Text excerpt:
---
Aug 2

Top 10 Web Visual Trends

2019 – Part II

WRITTEN BY: Ralph Hilborn

In our previous post, we dug into the 10 website design trends for 2019. That’s just the tip of the iceberg - in this post we’ll dig into more specific visual trends happening on the web right now. We hope you enjoy our look at the Top 10 Website Visual Trends for 2019.

  1. Surreal & Abstract Design
  2. Mobile Animation
  3. Even More Video
  4. Diversity
  5. Depth & “Real” Design Elements
  6. Purposeful Animation
  7. Glitch Art
  8. Flat Design Emulates 3D
  9. Data Visualization
  10. Writing as Part of the User Experience
  11. How Can These Trends Benefit Your Site?

1. Surreal & Abstract Design

Surrealism has always been difficult to characterize. Unlike other creative movements, which can be characterized by themes of imagery, color choices, or techniques, Surrealism seeks to explore the unconscious mind as a way of creating art. Artists such as Joan Miró, Salvador Dalí, Pablo Picasso, or Michael Cheval, focus on illustrating the mind’s thoughts without regard for structure or limitations of what we know of as ‘real’. This results in dreamlike, sometimes bizarre imagery.

With web design, the effectiveness of these techniques ties in with the goal of creating an emotional connection that we mentioned in our last post. Surreal designs can provide a subconscious connection for users that those users interpret and relate to on their own terms. This can be attributed to surreal and abstract elements allowing users to picture themselves from within the design.

via absurd design

Where surreal imagery tends to be more of the focal point of a design, abstract elements fill in a similar emotional connection as background or secondary elements. Colorful patterns and fluid forms that still aren’t ‘real’ can have a profound visual and emotional effect on your designs.
---
Data excerpts:
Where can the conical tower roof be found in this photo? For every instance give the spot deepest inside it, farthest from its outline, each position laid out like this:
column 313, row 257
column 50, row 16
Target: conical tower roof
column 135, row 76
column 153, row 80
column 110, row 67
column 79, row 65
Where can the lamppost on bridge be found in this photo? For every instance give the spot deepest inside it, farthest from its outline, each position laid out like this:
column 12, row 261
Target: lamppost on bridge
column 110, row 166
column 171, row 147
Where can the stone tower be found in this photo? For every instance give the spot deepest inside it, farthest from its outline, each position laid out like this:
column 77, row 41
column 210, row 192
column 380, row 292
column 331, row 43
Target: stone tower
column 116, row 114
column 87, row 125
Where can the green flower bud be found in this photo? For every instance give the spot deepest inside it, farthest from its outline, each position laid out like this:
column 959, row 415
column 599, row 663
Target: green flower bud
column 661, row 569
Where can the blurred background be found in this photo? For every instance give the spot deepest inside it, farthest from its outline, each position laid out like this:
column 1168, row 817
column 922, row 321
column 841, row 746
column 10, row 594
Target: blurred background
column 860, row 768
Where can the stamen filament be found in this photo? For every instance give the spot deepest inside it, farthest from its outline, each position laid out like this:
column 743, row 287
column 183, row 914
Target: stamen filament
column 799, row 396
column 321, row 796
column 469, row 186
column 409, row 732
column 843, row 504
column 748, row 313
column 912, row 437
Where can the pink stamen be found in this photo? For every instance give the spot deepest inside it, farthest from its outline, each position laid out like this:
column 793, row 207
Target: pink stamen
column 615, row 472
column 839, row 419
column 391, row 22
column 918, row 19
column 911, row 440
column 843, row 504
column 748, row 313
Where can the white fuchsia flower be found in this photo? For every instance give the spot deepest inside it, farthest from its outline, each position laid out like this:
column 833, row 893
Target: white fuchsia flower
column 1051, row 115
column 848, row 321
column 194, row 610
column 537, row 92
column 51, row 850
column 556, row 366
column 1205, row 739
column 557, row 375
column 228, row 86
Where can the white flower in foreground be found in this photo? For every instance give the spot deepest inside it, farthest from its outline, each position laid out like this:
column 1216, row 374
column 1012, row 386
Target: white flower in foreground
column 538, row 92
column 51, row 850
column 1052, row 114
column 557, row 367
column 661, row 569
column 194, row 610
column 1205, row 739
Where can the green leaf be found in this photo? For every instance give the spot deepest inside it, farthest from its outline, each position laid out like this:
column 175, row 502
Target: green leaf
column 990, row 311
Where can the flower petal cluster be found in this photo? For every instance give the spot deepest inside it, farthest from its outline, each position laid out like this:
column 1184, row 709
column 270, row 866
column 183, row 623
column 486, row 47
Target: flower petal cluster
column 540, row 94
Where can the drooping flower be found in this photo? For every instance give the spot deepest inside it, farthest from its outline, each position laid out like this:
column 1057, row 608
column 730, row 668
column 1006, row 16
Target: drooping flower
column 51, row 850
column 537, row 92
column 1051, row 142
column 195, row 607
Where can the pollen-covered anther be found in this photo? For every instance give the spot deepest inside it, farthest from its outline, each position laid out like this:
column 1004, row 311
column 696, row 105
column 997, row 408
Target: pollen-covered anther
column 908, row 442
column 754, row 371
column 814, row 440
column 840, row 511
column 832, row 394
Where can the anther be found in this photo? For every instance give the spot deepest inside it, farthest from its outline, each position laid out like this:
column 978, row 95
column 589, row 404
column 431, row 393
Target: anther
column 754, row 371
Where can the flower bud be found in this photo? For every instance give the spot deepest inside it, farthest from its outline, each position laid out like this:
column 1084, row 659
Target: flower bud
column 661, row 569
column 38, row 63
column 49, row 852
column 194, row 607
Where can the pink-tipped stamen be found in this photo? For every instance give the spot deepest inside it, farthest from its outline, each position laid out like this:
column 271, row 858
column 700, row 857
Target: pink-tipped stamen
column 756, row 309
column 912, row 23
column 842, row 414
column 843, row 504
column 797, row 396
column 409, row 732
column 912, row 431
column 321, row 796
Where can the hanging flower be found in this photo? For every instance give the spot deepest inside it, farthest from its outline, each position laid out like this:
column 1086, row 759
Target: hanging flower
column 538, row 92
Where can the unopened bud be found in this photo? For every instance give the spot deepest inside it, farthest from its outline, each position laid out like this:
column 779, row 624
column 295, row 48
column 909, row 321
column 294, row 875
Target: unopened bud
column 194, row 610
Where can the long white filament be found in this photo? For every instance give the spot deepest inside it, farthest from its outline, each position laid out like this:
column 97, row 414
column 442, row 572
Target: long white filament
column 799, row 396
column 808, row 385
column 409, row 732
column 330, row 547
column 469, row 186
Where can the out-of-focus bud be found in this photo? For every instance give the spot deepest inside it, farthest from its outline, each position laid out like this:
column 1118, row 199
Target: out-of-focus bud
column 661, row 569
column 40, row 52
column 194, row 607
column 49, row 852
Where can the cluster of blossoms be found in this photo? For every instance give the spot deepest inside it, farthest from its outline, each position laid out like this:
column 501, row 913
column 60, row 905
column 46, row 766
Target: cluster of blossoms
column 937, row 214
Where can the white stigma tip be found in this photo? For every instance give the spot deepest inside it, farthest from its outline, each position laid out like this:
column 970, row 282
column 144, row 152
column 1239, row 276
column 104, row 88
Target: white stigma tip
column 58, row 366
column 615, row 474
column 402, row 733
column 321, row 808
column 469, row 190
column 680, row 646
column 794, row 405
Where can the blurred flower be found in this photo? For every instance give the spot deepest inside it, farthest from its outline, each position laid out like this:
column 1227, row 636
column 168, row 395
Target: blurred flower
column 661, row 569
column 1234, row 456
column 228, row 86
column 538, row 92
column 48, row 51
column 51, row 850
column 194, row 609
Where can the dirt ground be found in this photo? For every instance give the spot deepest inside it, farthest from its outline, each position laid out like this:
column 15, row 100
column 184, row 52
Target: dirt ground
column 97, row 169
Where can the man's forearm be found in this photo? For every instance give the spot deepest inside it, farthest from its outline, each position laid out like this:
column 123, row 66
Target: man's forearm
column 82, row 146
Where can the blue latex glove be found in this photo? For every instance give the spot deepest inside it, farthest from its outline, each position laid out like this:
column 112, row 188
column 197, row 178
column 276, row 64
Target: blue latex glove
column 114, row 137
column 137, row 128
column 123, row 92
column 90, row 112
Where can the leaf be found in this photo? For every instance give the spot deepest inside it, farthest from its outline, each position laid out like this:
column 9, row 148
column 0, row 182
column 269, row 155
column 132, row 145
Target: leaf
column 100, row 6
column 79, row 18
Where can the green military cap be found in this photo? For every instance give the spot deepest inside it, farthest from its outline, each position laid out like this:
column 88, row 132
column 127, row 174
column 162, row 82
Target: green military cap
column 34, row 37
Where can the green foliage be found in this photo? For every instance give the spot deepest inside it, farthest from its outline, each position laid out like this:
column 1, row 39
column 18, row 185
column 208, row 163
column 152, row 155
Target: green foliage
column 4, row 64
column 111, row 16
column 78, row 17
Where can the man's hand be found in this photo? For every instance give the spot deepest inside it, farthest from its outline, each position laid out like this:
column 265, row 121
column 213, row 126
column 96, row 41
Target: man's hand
---
Exercise:
Answer from the web visual trends post above:
(a) Which trend is seventh in the post's numbered list?
(b) What does Surrealism explore as a way of creating art?
(c) As what kind of elements do abstract elements provide a similar emotional connection?

Response to this exercise:
(a) Glitch Art
(b) The unconscious mind
(c) Background or secondary elements